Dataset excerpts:

######

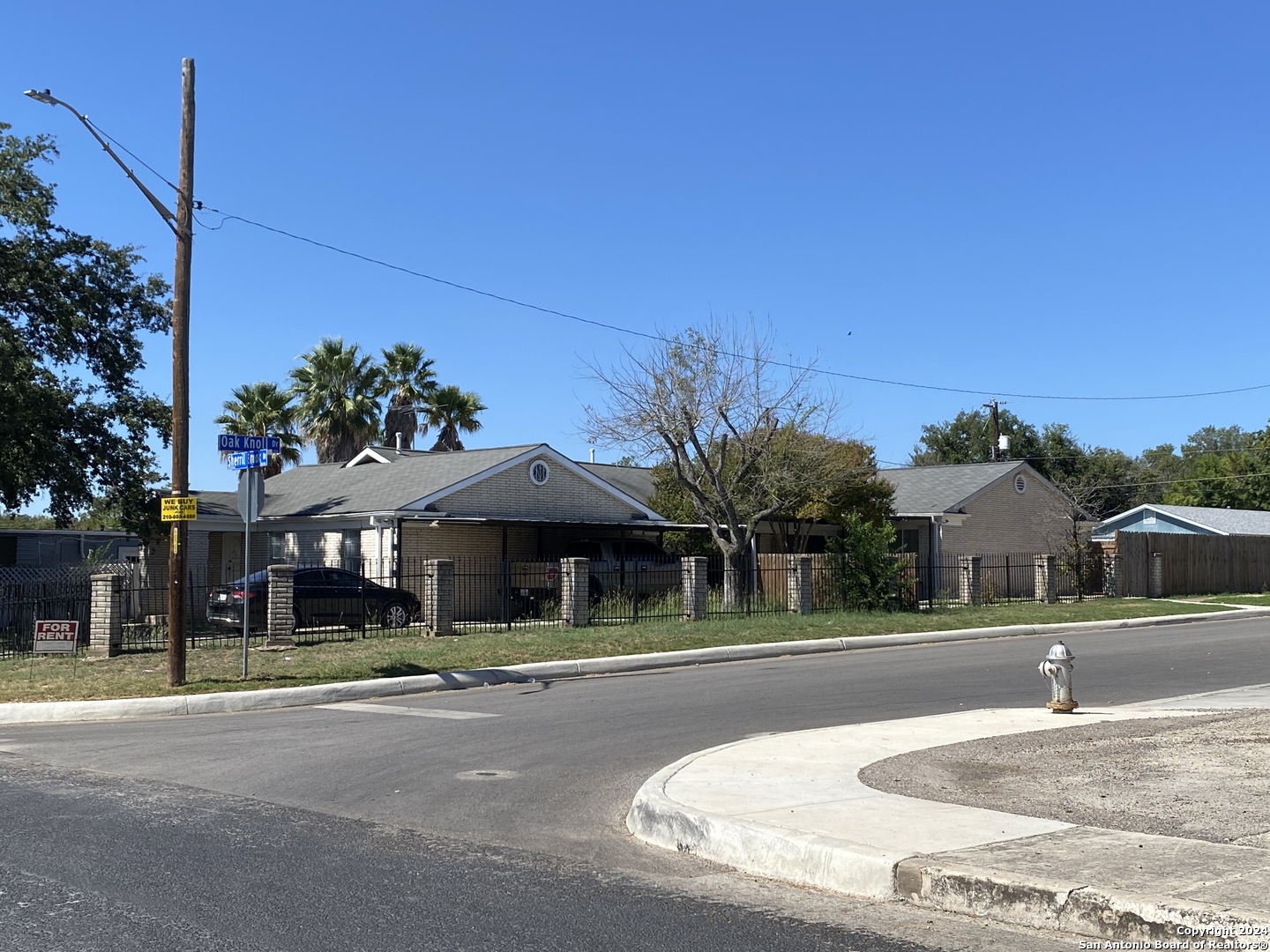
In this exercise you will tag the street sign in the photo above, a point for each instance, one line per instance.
(238, 443)
(55, 637)
(250, 494)
(249, 458)
(178, 508)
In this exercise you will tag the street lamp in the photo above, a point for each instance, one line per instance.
(181, 224)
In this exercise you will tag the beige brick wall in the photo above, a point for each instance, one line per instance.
(511, 493)
(1002, 519)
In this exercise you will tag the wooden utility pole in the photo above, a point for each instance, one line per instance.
(176, 577)
(996, 430)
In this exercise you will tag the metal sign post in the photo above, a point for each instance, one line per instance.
(250, 502)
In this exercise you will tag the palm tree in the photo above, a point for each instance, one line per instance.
(407, 380)
(452, 412)
(265, 410)
(338, 390)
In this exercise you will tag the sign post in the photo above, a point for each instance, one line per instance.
(250, 502)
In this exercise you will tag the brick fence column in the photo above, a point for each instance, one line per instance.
(106, 617)
(695, 593)
(280, 621)
(576, 591)
(1111, 576)
(1047, 579)
(799, 587)
(972, 580)
(438, 597)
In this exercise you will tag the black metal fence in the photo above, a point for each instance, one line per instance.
(499, 594)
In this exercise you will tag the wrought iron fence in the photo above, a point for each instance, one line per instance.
(508, 594)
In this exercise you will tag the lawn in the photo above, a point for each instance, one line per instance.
(1238, 599)
(219, 668)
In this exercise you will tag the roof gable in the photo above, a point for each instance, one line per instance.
(925, 490)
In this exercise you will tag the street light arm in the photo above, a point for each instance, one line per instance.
(159, 206)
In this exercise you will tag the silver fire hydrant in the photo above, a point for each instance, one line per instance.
(1058, 668)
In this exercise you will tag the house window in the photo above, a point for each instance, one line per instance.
(351, 548)
(909, 539)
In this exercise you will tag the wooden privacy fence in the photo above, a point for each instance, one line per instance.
(1194, 565)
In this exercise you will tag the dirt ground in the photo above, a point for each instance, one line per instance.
(1204, 777)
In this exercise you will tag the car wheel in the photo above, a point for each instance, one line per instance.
(395, 616)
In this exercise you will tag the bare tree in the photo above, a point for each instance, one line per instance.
(714, 404)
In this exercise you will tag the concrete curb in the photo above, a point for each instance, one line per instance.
(271, 698)
(1072, 906)
(755, 847)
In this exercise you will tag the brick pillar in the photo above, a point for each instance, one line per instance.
(574, 591)
(438, 597)
(1111, 576)
(106, 617)
(1157, 576)
(693, 576)
(1047, 579)
(799, 587)
(280, 621)
(972, 580)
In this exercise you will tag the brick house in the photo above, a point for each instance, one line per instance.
(387, 508)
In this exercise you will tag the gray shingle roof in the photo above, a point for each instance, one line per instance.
(1232, 522)
(941, 489)
(332, 489)
(635, 481)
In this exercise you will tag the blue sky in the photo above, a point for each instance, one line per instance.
(1036, 198)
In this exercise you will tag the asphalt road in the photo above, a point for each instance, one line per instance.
(507, 804)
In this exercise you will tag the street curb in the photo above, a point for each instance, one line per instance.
(272, 698)
(1072, 906)
(756, 847)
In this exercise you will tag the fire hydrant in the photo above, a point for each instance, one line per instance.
(1058, 668)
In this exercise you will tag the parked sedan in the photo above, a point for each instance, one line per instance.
(322, 597)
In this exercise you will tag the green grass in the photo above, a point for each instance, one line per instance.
(1263, 599)
(49, 678)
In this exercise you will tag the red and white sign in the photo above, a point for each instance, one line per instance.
(56, 636)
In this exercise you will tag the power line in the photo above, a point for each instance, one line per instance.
(658, 338)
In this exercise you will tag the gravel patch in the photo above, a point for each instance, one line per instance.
(1204, 777)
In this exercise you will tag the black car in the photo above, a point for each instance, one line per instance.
(322, 597)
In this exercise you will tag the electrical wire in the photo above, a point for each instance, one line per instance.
(661, 339)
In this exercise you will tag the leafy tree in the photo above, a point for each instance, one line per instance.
(72, 309)
(863, 565)
(407, 383)
(712, 403)
(337, 389)
(265, 410)
(451, 412)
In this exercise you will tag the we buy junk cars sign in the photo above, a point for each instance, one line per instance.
(54, 636)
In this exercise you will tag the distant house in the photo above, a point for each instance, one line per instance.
(979, 508)
(1185, 519)
(46, 548)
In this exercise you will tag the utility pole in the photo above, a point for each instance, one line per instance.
(996, 429)
(176, 580)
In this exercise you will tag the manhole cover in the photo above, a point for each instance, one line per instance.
(485, 775)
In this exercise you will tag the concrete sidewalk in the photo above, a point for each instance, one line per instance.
(791, 807)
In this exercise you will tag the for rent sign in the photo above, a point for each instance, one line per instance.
(54, 636)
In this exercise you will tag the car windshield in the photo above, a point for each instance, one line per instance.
(257, 579)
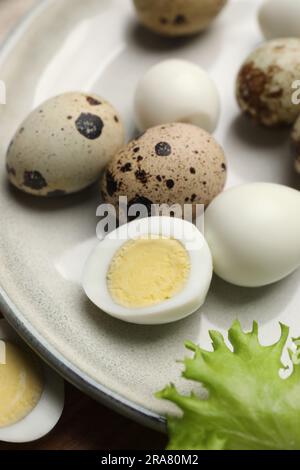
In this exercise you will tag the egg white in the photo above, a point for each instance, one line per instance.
(186, 302)
(42, 419)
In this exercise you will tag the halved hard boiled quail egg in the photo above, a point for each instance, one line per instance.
(31, 394)
(151, 271)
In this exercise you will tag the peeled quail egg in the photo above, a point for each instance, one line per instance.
(150, 271)
(253, 232)
(265, 83)
(177, 17)
(64, 144)
(177, 91)
(170, 164)
(279, 19)
(31, 394)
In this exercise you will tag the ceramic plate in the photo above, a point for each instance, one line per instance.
(97, 45)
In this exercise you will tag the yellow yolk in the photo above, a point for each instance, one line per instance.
(21, 383)
(148, 271)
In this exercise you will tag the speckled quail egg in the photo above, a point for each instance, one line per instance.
(279, 19)
(31, 394)
(151, 271)
(265, 82)
(296, 143)
(178, 17)
(177, 91)
(170, 164)
(64, 144)
(253, 232)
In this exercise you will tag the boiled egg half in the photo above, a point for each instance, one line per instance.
(151, 271)
(31, 394)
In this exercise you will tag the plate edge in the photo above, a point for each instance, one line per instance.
(29, 334)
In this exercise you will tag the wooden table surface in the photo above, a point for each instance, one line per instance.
(85, 425)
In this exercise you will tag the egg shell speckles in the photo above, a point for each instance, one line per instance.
(264, 83)
(296, 144)
(178, 17)
(64, 144)
(169, 164)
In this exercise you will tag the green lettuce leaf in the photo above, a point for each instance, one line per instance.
(249, 406)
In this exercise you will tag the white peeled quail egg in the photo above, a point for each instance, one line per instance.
(31, 394)
(177, 91)
(151, 271)
(280, 19)
(253, 231)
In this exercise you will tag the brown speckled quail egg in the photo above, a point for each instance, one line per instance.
(296, 143)
(64, 144)
(178, 17)
(169, 164)
(265, 82)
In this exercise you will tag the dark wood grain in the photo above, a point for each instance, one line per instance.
(85, 425)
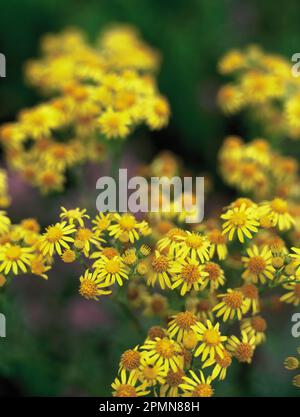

######

Exercise requirements: Leaving pictures aside, give again word for word each line from the one with "In this exercise you will tag the white" to the final line of the entries.

Written answer:
In this exercise you will tag the white peeled quail egg in the photo above, a point for each instance, one line per instance.
(31, 394)
(177, 91)
(151, 271)
(280, 19)
(253, 231)
In this exercise you will tag the brown speckled quail egg in the photo above, a point for each instance, one line per instance.
(296, 143)
(64, 144)
(178, 17)
(169, 164)
(265, 82)
In this exercise you will tag the dark wood grain in the photo above, a point for each instance, one line per instance.
(85, 425)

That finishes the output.